EXTRACTED ENTRIES:
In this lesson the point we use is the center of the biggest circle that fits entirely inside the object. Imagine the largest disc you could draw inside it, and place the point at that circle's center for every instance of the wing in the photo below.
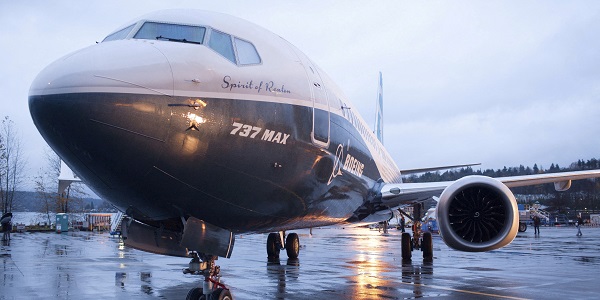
(476, 213)
(395, 194)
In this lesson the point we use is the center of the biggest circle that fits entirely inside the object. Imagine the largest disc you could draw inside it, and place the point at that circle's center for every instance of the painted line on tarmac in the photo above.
(463, 291)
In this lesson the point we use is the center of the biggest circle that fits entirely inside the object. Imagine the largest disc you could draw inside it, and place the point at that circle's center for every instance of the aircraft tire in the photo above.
(273, 245)
(195, 294)
(427, 246)
(406, 246)
(221, 294)
(292, 245)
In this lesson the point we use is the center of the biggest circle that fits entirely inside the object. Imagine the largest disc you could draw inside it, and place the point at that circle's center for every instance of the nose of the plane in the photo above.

YOUR INSTRUCTIONS:
Please copy every row above word for word, leaving out the pictures.

THE SOLUTION:
In this lesson the point we use is the center of the biggest circle that fits entirely inside the object. Imagine the largest disc you could draw inside it, and place the point at that circle's center for every instance of the wing in the photo below.
(476, 213)
(395, 194)
In this lesson the point we use is the center of the biggest circle that fits entirely inside the object. Imagine the largest disc you could draw inside it, and place the point at that circle's center for every instance of the painted line on tarmac in the photo above.
(463, 291)
In this lesson the point we use is the center of the biggest circle that fits entirely inside the object. Imagine the largest disc you could draw inside it, and place the point at that circle's center for every instance of the aircraft tire in the photo above.
(273, 245)
(195, 294)
(427, 246)
(406, 246)
(221, 294)
(292, 245)
In this lesson the point we use is the center of the biggest circle that fits entirely inside the object. Imagine the largest disc you could draw inside it, and place the point at that circle's center for every instance of the nose of the plane in the photo above.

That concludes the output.